All of the entries need to be repeated exactly. Leave nothing out.
== AVAILABLE DATA ==
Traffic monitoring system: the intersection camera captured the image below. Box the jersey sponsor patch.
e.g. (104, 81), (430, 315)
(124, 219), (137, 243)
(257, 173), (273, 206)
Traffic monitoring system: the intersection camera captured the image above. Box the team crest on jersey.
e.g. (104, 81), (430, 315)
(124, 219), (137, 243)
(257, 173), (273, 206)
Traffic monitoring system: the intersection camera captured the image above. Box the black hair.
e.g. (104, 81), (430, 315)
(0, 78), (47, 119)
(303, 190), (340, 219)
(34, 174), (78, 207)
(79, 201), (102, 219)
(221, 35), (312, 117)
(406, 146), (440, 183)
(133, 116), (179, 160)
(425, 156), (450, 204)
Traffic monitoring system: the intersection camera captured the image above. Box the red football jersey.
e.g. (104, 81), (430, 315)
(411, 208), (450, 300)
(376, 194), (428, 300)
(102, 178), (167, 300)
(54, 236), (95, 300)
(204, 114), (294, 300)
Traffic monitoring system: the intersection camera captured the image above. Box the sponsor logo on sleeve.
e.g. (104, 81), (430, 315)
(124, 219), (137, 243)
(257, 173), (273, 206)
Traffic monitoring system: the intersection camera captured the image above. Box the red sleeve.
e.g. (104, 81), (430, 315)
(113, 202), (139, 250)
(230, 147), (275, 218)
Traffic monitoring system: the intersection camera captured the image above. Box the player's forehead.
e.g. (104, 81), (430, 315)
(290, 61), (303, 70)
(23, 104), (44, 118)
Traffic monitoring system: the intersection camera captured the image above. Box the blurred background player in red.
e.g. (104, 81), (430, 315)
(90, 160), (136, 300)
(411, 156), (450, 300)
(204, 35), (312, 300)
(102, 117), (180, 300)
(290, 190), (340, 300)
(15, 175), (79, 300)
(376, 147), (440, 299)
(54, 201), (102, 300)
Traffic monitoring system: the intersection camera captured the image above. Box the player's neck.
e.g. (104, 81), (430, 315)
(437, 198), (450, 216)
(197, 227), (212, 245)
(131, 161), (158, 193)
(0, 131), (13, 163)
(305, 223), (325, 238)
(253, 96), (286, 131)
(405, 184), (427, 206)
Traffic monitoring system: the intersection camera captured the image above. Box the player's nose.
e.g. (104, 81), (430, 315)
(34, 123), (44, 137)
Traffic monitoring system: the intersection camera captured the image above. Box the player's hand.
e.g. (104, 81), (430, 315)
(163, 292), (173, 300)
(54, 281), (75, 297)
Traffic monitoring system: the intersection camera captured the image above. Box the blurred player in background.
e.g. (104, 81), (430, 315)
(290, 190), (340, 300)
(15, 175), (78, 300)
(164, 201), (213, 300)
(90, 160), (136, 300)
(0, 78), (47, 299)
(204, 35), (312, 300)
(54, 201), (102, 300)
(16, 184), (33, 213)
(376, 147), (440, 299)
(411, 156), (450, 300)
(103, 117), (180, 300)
===
> _COMPLETED EXERCISE_:
Traffic monitoring system: the intersection camera captured the image below. Box the jersey sponsor patch.
e.g. (104, 81), (430, 315)
(124, 219), (137, 243)
(257, 173), (273, 206)
Traffic monitoring system: the intersection camera captured the image above. Box the team crest on jersey.
e.g. (104, 81), (430, 315)
(124, 219), (137, 243)
(257, 173), (273, 206)
Traffic monitoring system: the intersection camera captured the image above. Box the black hair.
e.g. (104, 81), (430, 315)
(0, 78), (47, 119)
(303, 190), (340, 219)
(34, 174), (78, 207)
(79, 201), (102, 219)
(221, 35), (312, 117)
(406, 146), (440, 183)
(133, 116), (179, 160)
(425, 156), (450, 204)
Traffic monitoring system: the intersection camera captured the image above. Box the red football jersey.
e.g. (104, 81), (430, 315)
(411, 208), (450, 300)
(376, 194), (428, 300)
(102, 178), (167, 300)
(54, 236), (95, 300)
(204, 114), (294, 300)
Traffic monitoring system: the intersection camera captured the image above. Box the sponsor logo on sleeve.
e.g. (104, 81), (430, 315)
(124, 219), (137, 243)
(257, 173), (273, 206)
Traffic monitoring system: the intersection camera captured the image above. Box the red sleeve.
e.g. (104, 81), (430, 315)
(113, 202), (139, 250)
(230, 147), (275, 218)
Traffic monitoring system: the intersection camera captured the image above. Box the player's forehead.
e.g. (104, 81), (430, 315)
(290, 61), (303, 70)
(23, 104), (44, 118)
Traffic monitoring system: the intersection camera captured the image above. Box the blurred background player in red.
e.g. (104, 81), (430, 315)
(90, 160), (136, 300)
(411, 156), (450, 300)
(204, 35), (312, 300)
(102, 117), (180, 300)
(290, 190), (340, 300)
(15, 175), (79, 300)
(376, 147), (440, 299)
(54, 201), (102, 300)
Traffic monitoring system: the intersection camera captured the image above. Box the player's neck.
e.g. (104, 81), (430, 315)
(437, 198), (450, 216)
(197, 227), (212, 245)
(131, 161), (158, 193)
(0, 131), (13, 163)
(305, 223), (325, 238)
(253, 96), (286, 131)
(405, 184), (427, 206)
Traffic monitoring system: the intersection camera captured the image above. Box the player's nose.
e.g. (104, 81), (430, 315)
(34, 123), (44, 137)
Traffic monitoring system: the intersection camera captured the image above. Box the player's hand.
e.g. (104, 81), (430, 315)
(163, 292), (173, 300)
(54, 281), (75, 297)
Traffic monitoring system: the intersection camera captured the image above. Box the blurred player in background.
e.g. (104, 81), (430, 315)
(290, 190), (340, 300)
(15, 175), (78, 300)
(164, 201), (213, 300)
(90, 160), (136, 300)
(0, 78), (47, 299)
(204, 35), (312, 300)
(54, 201), (102, 300)
(16, 184), (33, 213)
(376, 147), (440, 299)
(411, 156), (450, 300)
(103, 117), (180, 300)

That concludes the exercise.